#### Directions
Extract the records in full, leaving every picture out.

#### Supplied material
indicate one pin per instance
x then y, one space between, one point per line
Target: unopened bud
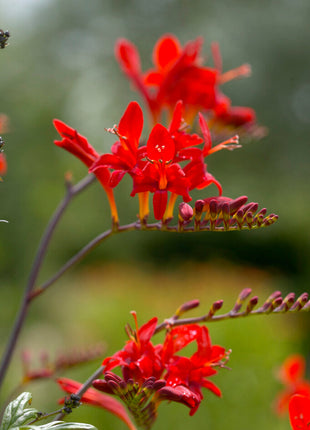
185 212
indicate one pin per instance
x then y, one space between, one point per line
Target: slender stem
21 315
84 387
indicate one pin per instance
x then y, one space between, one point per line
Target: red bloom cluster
292 376
181 377
154 373
154 167
299 410
178 74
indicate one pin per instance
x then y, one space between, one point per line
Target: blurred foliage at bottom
93 306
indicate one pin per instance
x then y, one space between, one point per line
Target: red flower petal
206 134
159 204
3 164
75 143
131 125
166 51
299 410
176 117
160 146
293 369
94 398
146 331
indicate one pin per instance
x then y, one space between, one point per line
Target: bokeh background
60 64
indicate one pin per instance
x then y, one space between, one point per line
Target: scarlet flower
139 359
299 410
3 164
161 174
78 145
125 152
292 375
190 374
178 75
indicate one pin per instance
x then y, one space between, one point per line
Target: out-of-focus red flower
93 397
3 164
178 74
192 373
292 375
79 146
299 410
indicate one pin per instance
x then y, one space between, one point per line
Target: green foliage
17 414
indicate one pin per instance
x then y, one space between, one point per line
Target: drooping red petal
299 410
206 134
131 125
212 387
160 146
128 57
166 51
95 398
293 369
75 143
176 117
160 199
3 164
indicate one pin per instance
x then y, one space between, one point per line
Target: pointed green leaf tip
16 415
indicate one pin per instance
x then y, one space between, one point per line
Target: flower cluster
154 373
178 74
171 163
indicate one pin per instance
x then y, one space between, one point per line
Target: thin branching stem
84 388
45 240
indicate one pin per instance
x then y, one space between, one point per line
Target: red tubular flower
139 359
3 164
78 145
161 174
179 75
292 375
299 410
93 397
124 157
191 373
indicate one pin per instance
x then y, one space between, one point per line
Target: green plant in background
169 166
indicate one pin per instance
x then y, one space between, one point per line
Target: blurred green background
60 64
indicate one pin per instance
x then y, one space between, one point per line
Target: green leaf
15 414
60 425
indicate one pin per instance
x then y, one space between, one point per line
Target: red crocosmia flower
192 372
139 359
177 75
3 164
93 397
161 174
78 145
299 410
292 375
124 158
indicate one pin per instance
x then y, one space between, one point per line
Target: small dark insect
4 36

#### Answer to the exercise
indicate one pin per instance
x then y, one space between, one point per line
Target: unopened bud
185 212
indicate one pin per instance
x then y, one space between, one point per line
Target: slender stem
21 315
84 387
indicate one pin per instance
x then y, one space between, one point per line
Target: red bloom cluster
292 376
181 377
154 373
154 167
299 410
178 74
indicate one pin per instance
x then y, one space between, one point per line
Target: blurred foliage at bottom
93 306
indicate one pin per instance
x then y, one space between, one point per line
Target: red flower petal
206 134
159 204
3 164
75 143
131 125
166 51
299 410
176 117
160 146
293 369
94 398
146 331
indicate one pin per instance
x then y, one space between, one point per line
Target: bokeh background
60 64
indicate one pin per instance
x then y, one space between, one point per line
Target: scarlet flower
139 359
299 410
3 164
161 174
78 145
125 152
292 375
190 374
178 75
indicate one pin per instance
x then y, one space between, one point per line
Target: out-of-focus red flower
93 397
3 164
178 74
192 373
292 375
79 146
299 410
indicate one pin per instance
x then y, one space between, one point per line
Target: green foliage
17 414
indicate one pin per instance
x then y, one space between, one point per line
Target: drooping red petal
299 410
206 134
131 125
212 387
160 146
128 57
166 51
95 398
293 369
75 143
176 117
160 199
3 164
indicate one pin per instance
x then y, one space between, one point per line
Target: pointed green leaf tip
16 415
indicate one pin per instance
x then y, one space between, one point per line
Target: flower cluster
154 373
178 74
171 163
indicate one pin per instance
x then y, one space between, one point per line
Target: thin branching stem
84 388
45 240
indicate one pin per instance
x then y, one space between, one point per line
Target: red tubular flower
139 359
3 164
78 145
161 174
179 75
292 375
299 410
93 397
124 157
191 373
indicate one pin per instance
x then y, one space between, one point per line
Target: green plant in background
169 166
indicate one pin per instance
x then y, one space between, one point per line
Target: blurred green background
60 64
indicate one pin per instance
x then y, one space between, one point per line
Target: green leaf
15 414
60 425
indicate one pin per instance
x then y, one space between, one point per line
Target: red crocosmia flower
192 372
139 359
177 75
3 164
93 397
161 174
78 145
299 410
292 375
124 158
indicate one pin per instance
x then y, one space between, one point per line
Target: small dark insect
4 36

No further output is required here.